## Extract provided
Created | Updated Oct 12, 2015
For many, the word gorilla brings mental images of King Kong scaling the Empire State Building while beating his chest and roaring. The movies, coupled with most people's general ignorance, have been largely responsible for a collective belief that gorillas are aggressive and dangerously wild creatures. Research and interaction with these creatures has revealed otherwise. Far from being violent without provocation, these animals tend to be peaceful, gentle creatures that share many traits with their nearest cousins - mankind.
The gorilla is the largest of the species that makes up the primate family (which also includes monkeys, chimpanzees, orang-utans - and, of course, humans). The gorilla species is generally divided into two sub-species:
The Western gorilla, which incorporates:
- The Western lowland gorilla (Gorilla gorilla gorilla)
- The Cross River gorilla (Gorilla gorilla diehli)
Eastern gorilla, including:
- The Mountain gorilla (Gorilla beringei beringei)
- The Bwindi Forest gorilla (Gorilla beringei graueri)
- Eastern lowland gorilla (Gorilla beringei graueri)
Though there are a few minor differences between sub-species, which can be accountable to their differences in habitat, they are generally believed to have evolved from the same single species of gorilla.

## Exercise set
• 1. According to the gorilla text, which species is the largest in the primate family?
• 2. Transcribe everything in the gorilla text from "The gorilla is" down to "Forest gorilla (Gorilla beringei graueri)".

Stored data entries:

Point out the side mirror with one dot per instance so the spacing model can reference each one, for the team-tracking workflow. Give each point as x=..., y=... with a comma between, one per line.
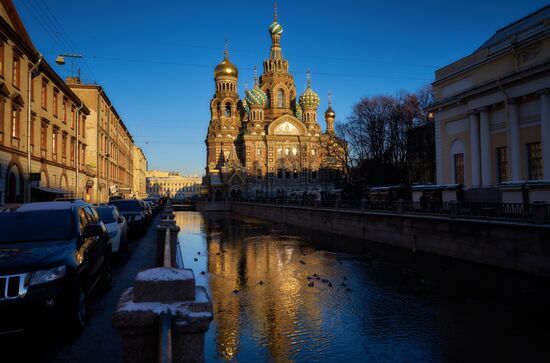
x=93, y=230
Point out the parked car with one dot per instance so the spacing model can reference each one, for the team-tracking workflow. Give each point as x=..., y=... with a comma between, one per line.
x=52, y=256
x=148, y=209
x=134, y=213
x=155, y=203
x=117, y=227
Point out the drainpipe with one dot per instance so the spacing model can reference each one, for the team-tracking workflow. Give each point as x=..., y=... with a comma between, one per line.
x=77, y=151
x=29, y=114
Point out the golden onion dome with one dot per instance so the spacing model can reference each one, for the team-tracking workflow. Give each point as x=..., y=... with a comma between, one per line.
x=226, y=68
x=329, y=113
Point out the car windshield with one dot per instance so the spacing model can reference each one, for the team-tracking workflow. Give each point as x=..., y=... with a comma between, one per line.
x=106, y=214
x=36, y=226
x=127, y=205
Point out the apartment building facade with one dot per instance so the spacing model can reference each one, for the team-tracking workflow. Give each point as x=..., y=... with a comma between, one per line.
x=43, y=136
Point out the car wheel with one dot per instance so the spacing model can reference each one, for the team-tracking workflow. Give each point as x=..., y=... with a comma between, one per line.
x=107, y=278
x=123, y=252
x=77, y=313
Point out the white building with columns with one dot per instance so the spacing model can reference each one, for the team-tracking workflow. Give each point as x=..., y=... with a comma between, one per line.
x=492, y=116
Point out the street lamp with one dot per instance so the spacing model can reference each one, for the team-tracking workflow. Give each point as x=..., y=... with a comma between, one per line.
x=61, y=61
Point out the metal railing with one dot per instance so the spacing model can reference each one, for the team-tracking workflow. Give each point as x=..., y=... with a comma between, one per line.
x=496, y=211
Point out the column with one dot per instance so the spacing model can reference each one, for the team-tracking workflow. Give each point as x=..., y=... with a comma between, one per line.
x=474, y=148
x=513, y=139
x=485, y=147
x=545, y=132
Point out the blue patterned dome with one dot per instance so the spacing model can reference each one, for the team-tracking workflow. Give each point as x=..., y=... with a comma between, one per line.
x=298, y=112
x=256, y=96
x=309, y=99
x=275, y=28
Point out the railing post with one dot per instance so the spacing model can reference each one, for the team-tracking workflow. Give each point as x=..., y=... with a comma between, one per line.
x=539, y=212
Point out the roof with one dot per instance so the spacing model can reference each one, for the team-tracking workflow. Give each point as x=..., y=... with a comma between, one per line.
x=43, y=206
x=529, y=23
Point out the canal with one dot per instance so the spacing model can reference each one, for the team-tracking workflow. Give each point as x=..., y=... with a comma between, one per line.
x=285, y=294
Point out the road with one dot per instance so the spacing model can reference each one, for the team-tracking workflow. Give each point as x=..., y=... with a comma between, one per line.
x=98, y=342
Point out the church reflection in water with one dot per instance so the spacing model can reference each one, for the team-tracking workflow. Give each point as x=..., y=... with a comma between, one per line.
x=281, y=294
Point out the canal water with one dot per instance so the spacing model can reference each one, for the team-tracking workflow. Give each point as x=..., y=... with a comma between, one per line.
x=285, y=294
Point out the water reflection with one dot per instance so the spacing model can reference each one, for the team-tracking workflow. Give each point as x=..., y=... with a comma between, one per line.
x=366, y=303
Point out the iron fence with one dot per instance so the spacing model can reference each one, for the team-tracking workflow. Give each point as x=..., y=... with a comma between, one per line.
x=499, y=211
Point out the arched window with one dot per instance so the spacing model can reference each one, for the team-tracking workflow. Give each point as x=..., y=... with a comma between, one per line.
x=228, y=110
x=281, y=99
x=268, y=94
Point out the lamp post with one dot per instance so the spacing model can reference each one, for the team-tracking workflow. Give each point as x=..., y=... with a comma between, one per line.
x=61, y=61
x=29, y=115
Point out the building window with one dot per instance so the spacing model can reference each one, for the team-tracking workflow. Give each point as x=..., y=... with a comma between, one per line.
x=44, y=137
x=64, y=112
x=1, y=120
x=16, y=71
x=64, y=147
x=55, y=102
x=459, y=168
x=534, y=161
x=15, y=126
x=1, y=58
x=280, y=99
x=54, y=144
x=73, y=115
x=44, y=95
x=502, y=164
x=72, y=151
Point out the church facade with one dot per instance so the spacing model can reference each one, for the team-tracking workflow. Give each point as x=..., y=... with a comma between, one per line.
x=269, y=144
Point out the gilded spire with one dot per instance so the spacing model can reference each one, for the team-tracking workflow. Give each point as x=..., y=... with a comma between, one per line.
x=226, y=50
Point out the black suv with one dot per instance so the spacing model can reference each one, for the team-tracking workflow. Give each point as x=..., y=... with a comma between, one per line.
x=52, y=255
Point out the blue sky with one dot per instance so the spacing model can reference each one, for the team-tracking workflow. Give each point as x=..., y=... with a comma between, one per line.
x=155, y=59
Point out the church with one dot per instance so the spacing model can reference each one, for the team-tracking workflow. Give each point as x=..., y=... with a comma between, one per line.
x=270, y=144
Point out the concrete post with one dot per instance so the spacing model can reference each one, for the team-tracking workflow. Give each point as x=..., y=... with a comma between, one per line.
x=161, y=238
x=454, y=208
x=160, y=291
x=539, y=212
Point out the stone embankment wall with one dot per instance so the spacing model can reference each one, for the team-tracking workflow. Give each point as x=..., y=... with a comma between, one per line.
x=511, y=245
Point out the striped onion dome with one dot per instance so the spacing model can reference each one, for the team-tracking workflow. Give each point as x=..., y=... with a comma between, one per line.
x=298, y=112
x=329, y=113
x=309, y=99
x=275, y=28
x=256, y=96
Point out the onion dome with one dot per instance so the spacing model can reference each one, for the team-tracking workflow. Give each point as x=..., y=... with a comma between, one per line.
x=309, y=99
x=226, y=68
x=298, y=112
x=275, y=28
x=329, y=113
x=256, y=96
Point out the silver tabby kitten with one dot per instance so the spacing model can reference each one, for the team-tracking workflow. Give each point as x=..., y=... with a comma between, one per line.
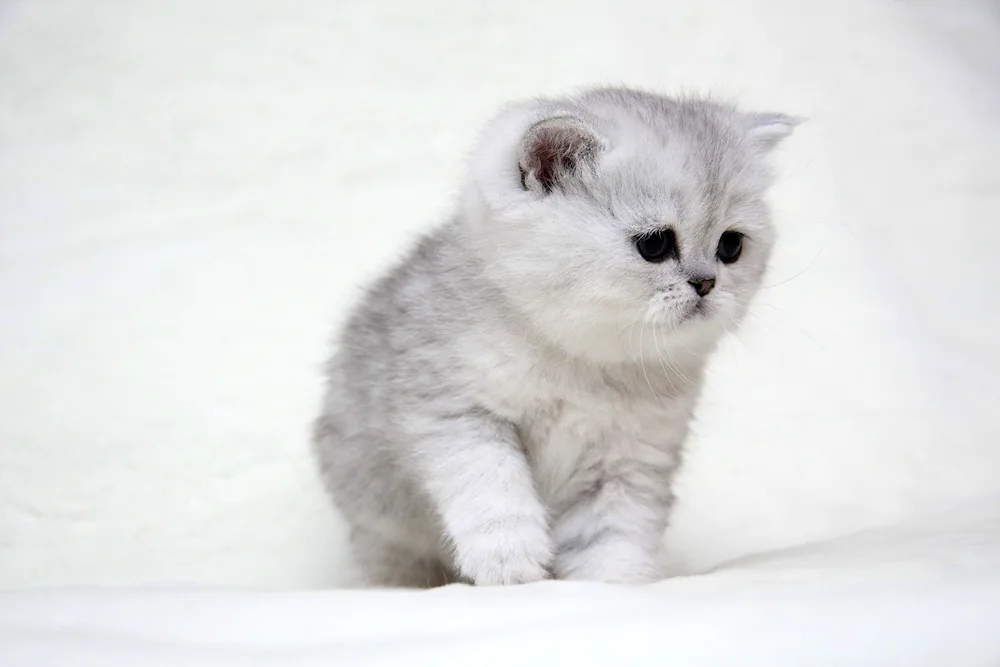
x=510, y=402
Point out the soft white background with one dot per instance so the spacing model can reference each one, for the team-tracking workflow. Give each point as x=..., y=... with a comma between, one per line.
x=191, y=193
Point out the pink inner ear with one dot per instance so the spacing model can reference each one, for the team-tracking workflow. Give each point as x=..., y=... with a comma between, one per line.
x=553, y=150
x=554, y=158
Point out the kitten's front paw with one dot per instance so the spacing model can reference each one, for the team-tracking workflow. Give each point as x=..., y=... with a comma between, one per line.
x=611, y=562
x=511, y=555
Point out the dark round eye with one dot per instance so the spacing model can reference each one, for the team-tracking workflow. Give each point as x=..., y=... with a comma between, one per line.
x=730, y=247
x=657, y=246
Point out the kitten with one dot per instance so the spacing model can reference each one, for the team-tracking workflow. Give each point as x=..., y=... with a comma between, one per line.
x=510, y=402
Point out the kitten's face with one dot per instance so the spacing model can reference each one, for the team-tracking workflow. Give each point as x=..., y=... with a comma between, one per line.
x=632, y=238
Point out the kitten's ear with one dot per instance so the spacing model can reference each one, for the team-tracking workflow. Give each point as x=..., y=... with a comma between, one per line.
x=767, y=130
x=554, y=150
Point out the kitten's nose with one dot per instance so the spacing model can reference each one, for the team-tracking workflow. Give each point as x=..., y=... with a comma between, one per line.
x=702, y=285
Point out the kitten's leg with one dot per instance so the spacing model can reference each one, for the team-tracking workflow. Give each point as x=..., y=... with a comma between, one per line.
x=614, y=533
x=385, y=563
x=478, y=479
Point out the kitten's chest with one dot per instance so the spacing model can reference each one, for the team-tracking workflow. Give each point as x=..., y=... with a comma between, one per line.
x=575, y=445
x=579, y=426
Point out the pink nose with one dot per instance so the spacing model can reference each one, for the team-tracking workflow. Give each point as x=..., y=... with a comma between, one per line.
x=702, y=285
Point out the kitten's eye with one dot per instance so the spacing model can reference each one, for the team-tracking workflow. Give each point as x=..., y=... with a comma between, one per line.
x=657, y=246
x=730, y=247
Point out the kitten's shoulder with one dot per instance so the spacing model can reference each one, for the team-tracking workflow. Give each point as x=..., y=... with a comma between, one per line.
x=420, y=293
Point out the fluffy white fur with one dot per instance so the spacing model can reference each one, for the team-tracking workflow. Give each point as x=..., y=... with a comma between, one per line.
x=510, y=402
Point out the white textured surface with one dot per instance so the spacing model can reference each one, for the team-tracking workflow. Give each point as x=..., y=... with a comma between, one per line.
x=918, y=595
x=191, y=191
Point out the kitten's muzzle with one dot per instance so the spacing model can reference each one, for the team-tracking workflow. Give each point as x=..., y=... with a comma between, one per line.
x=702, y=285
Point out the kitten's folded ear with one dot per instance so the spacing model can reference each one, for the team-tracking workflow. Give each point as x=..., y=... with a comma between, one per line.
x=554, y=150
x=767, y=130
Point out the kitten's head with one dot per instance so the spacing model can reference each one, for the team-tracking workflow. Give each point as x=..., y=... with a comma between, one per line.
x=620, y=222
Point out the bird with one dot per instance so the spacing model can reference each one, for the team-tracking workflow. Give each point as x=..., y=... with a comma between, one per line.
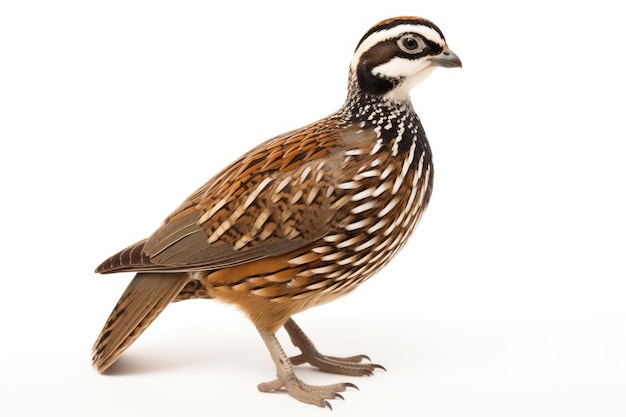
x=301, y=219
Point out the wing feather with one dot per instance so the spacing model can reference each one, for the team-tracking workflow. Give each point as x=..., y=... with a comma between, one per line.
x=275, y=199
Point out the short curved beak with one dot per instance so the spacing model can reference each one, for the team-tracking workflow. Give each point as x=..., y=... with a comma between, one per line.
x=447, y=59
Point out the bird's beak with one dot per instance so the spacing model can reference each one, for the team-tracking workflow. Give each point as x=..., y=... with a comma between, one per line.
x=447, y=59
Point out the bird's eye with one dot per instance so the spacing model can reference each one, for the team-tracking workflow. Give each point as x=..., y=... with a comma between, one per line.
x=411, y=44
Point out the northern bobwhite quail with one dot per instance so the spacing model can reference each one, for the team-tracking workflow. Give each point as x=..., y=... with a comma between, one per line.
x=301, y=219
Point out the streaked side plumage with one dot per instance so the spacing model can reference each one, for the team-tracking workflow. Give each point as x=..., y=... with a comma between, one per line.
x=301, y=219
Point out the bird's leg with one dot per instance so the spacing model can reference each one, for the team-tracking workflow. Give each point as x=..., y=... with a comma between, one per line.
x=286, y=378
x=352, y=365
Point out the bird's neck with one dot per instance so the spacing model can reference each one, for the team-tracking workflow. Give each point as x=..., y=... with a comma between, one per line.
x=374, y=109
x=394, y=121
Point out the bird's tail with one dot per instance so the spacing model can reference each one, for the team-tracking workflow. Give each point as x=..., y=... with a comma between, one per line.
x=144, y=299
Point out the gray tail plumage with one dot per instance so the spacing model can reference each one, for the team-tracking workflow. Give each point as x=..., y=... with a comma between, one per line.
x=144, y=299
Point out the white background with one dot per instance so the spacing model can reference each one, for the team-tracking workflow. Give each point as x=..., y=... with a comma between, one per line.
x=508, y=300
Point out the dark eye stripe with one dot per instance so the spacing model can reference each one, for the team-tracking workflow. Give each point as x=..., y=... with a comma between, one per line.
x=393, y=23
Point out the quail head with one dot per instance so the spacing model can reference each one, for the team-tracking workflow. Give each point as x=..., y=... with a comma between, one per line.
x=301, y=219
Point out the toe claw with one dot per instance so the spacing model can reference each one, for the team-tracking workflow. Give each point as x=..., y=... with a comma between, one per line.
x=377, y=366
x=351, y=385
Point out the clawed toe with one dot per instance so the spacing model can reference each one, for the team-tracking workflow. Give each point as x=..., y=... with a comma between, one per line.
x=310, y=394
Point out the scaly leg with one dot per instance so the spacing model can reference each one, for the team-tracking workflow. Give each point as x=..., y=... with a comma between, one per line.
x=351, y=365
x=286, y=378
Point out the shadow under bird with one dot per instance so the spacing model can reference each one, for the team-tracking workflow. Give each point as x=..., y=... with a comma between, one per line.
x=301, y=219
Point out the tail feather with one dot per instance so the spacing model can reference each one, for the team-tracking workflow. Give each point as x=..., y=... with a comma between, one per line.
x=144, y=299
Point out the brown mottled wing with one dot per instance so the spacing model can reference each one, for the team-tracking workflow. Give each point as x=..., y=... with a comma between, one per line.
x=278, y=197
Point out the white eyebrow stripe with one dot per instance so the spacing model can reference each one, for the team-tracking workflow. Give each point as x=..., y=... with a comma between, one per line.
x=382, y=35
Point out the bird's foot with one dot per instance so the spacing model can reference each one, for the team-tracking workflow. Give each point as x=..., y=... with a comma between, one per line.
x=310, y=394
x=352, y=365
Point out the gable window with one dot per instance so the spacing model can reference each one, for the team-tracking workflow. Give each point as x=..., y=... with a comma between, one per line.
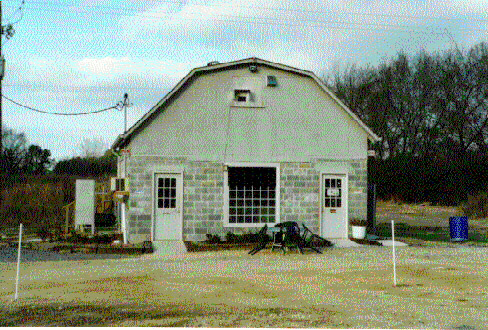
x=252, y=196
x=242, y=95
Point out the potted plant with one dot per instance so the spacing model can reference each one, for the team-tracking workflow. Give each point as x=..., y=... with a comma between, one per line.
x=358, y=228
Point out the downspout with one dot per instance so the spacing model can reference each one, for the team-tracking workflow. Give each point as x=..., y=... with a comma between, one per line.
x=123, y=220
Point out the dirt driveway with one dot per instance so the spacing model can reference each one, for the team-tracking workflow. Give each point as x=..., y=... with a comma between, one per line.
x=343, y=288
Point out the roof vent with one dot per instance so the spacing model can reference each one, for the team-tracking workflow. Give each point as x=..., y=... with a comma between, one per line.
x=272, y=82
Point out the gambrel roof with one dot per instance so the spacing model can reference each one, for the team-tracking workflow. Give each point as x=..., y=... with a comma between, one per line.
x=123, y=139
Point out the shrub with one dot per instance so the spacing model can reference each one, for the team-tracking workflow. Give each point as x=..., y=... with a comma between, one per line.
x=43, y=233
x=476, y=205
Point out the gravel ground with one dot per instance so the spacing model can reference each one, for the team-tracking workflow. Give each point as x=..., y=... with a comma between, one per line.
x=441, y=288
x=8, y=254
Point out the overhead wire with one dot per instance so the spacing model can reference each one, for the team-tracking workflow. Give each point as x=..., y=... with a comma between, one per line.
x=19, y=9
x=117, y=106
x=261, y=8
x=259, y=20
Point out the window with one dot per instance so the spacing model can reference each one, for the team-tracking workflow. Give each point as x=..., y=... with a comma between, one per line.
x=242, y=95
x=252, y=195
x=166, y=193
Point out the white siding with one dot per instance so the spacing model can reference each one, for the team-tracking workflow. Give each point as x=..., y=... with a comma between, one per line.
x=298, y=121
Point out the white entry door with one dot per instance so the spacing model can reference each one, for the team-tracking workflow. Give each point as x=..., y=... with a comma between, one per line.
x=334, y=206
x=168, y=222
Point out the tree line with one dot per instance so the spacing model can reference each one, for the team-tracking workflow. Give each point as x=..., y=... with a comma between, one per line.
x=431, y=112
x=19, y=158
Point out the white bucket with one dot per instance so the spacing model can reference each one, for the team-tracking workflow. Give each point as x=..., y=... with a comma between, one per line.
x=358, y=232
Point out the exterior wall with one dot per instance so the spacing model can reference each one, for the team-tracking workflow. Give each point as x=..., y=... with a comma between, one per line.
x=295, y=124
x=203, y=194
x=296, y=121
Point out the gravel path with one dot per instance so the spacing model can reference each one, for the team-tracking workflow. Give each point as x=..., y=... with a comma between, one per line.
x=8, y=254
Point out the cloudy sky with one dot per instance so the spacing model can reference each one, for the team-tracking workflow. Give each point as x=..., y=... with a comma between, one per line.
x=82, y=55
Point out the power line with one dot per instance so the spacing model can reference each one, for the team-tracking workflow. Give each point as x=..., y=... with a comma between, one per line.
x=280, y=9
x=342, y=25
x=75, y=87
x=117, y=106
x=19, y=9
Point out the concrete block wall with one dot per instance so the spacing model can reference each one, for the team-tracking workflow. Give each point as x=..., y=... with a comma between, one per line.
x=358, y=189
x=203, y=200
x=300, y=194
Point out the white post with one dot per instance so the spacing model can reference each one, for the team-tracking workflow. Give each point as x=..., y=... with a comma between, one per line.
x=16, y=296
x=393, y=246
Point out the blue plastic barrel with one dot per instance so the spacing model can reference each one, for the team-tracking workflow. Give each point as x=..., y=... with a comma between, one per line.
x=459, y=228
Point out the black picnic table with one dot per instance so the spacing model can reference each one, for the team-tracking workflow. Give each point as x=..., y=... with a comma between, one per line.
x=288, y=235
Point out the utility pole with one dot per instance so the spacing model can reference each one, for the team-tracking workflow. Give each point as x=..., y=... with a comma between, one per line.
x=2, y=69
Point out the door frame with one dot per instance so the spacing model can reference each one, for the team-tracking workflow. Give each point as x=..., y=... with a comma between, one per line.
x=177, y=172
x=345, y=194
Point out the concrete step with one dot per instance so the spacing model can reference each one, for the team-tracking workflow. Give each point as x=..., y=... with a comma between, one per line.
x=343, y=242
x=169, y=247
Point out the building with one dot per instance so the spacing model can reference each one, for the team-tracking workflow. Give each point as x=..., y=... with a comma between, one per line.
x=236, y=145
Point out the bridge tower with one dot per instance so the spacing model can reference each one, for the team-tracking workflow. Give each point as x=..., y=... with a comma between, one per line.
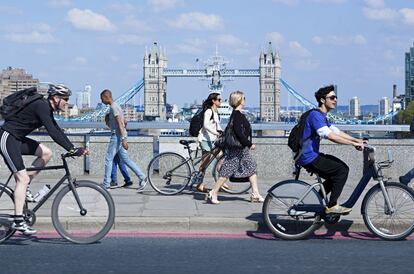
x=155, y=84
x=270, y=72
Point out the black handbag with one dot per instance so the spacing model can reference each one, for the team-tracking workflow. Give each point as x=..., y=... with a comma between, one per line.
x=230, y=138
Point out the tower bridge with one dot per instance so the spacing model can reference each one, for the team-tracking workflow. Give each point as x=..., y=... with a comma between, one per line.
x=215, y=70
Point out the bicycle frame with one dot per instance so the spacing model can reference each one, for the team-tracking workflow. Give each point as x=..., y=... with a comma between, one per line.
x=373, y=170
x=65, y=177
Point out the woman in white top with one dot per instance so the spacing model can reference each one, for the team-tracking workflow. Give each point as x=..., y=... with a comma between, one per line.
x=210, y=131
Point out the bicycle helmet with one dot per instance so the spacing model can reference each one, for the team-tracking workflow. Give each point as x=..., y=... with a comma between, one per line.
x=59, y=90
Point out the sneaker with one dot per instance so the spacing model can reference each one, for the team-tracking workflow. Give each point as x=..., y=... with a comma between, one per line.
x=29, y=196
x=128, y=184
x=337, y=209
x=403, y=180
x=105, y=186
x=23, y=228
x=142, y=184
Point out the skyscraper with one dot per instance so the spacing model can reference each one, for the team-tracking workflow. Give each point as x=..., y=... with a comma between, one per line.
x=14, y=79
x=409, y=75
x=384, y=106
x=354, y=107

## Responses for each task
• 1. The gorilla is the largest species in the primate family.

• 2.
The gorilla is the largest of the species that makes up the primate family (which also includes monkeys, chimpanzees, orang-utans - and, of course, humans). The gorilla species is generally divided into two sub-species:
The Western gorilla, which incorporates:
- The Western lowland gorilla (Gorilla gorilla gorilla)
- The Cross River gorilla (Gorilla gorilla diehli)
Eastern gorilla, including:
- The Mountain gorilla (Gorilla beringei beringei)
- The Bwindi Forest gorilla (Gorilla beringei graueri)